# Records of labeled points
● ● ● ● ●

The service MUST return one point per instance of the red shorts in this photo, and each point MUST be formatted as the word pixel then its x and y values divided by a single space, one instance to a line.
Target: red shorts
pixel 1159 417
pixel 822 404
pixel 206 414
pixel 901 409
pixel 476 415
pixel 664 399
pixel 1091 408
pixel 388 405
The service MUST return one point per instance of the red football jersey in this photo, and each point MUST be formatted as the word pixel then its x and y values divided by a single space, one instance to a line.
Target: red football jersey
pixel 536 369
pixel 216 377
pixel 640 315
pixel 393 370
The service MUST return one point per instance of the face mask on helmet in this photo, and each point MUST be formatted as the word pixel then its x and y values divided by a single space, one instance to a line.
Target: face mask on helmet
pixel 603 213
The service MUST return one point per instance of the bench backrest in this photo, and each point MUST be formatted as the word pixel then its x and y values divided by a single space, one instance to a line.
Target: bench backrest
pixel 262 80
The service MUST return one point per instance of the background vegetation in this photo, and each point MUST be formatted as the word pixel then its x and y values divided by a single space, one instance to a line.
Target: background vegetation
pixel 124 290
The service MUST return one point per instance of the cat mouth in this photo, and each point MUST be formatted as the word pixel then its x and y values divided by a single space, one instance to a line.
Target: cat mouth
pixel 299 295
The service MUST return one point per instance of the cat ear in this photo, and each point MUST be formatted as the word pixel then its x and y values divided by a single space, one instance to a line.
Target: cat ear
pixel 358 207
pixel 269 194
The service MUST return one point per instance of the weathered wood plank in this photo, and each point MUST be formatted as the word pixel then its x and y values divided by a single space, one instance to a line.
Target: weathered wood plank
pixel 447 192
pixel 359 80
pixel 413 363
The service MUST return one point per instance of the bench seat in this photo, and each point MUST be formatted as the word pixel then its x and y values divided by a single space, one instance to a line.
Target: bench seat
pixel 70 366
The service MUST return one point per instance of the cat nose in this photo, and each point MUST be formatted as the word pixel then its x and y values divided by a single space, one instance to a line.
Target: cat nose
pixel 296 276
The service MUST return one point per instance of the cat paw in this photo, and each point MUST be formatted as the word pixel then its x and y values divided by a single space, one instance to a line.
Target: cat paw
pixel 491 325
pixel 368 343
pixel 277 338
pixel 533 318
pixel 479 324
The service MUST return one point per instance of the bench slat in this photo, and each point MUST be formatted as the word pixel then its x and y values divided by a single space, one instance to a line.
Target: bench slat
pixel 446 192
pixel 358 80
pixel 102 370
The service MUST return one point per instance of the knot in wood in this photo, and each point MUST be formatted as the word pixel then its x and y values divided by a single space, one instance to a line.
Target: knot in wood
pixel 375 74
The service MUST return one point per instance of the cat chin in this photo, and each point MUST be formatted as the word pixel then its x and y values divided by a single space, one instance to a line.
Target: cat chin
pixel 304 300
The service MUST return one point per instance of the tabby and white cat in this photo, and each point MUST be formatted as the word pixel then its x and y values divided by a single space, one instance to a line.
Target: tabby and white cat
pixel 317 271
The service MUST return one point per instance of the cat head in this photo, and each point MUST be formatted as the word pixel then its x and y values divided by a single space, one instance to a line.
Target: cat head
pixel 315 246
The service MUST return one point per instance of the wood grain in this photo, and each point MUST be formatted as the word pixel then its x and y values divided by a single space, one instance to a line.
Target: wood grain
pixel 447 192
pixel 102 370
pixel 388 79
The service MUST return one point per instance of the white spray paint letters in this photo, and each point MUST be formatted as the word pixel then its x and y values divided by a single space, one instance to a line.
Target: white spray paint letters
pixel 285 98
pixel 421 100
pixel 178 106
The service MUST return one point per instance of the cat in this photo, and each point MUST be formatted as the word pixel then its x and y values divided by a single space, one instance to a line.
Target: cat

● ● ● ● ●

Turn every line of the items above into a numbered list, leaving out any blank lines.

1. The service MUST return one point per instance of the red shorts in this photo, and each point MUST be formatted as the word pixel then its x and y values divided by a single space, one instance to a line.
2. Target: red shorts
3. pixel 1159 417
4. pixel 822 404
5. pixel 206 414
6. pixel 901 409
7. pixel 476 415
8. pixel 664 399
9. pixel 1091 408
10. pixel 388 405
11. The service MUST return one point per instance of the red football jersey in this photo, and each point MUST be formatted as the word pixel then its x and y values divided by a single space, one instance to a line.
12. Target: red football jersey
13. pixel 536 369
14. pixel 216 377
15. pixel 640 315
16. pixel 393 370
17. The service MUST return one point per instance of the face mask on helmet in this photo, and each point MUST be formatted as the word pixel then its x and y values divided by a single space, one instance to a line.
18. Target: face mask on helmet
19. pixel 603 213
20. The service MUST return one point per instance of the bench backrest in this photo, and each point MUST be formatted as the word pixel then its x and y values divided by a single space, one instance to a line.
21. Target: bench backrest
22. pixel 262 80
23. The service MUST return one point per instance of the background vegetation in this photo, and each point MUST be formatted as the word pixel then its x and y values divided by a single space, one instance to a line.
24. Target: background vegetation
25. pixel 124 290
26. The service MUST return one point per instance of the cat mouth in this photo, and each point MUST be formatted as the word pixel then its x and y values divided by a single space, one instance to a line.
27. Target: cat mouth
28. pixel 299 295
29. The service MUST return one point per instance of the cat ear in this photo, and each point MUST be formatted as the word pixel then its x and y values divided by a single space, one instance to a line.
30. Target: cat ear
31. pixel 358 207
32. pixel 269 194
33. The service MUST return one point per instance of the weathered wood plank in this photo, and each point MUST be formatted as the word pixel then its x and y values divided by a single space, one instance to a line.
34. Target: weathered wood plank
35. pixel 447 192
36. pixel 359 80
37. pixel 413 363
38. The service MUST return one point per instance of the bench seat in this photo, and each point MUST be formatted as the word pixel then its x and y values divided by a single space, one instance to a line.
39. Target: bench seat
40. pixel 70 366
41. The service MUST return one point per instance of the cat nose in this photo, and each point MUST be formatted as the word pixel then its x and y values divided by a single space, one instance to a line.
42. Target: cat nose
43. pixel 296 276
44. The service MUST return one point per instance of the cat paw in this photo, and each point MUST be formatted as the word pixel then its x and y values divided by a single space, one instance to a line.
45. Target: cat paw
46. pixel 491 325
47. pixel 368 343
48. pixel 277 338
49. pixel 533 318
50. pixel 479 324
51. The service MUST return one point per instance of the bench slat in this photo, and each point MUST be formatted as the word pixel then its x and y values divided by a single space, one instance to a line.
52. Target: bench slat
53. pixel 446 192
54. pixel 358 80
55. pixel 102 370
56. The service MUST return one point per instance of the knot in wood in this photo, and each point MUST be formatted as the word pixel then its x and y values divided by a single space, one instance to a line.
57. Target: knot in wood
58. pixel 375 74
59. The service MUST return one point per instance of the cat chin in this photo, and each point MUST be formatted as the word pixel then its x and y values divided by a single space, one instance to a line.
60. Target: cat chin
61. pixel 304 300
62. The service MUST return one point per instance of the tabby and white cat in this photo, and each point MUST be formatted as the word pixel then its x and y values divided by a single space, one instance to a line.
63. Target: tabby and white cat
64. pixel 317 271
65. The service MUST return one point per instance of the cat head in this photo, and each point MUST be formatted as the word pixel then its x and y values divided by a single space, one instance to a line.
66. Target: cat head
67. pixel 315 246
68. The service MUST return one point per instance of the wood grain in this photo, and each point MUST be formatted as the word pixel then its x and y values divided by a single space, one instance to a line.
69. Target: wood grain
70. pixel 447 192
71. pixel 102 370
72. pixel 388 79
73. The service MUST return one point per instance of the white spray paint letters in this photo, and each point MUST be formatted as the word pixel then its x and y values divided by a single space, one instance to a line.
74. Target: white spray paint letters
75. pixel 285 98
76. pixel 421 100
77. pixel 178 106
78. The service MUST return one point per instance of the cat in this photo, and each point MUST be formatted as the word pixel then its x and y values divided by a single space, one instance to a line.
79. Target: cat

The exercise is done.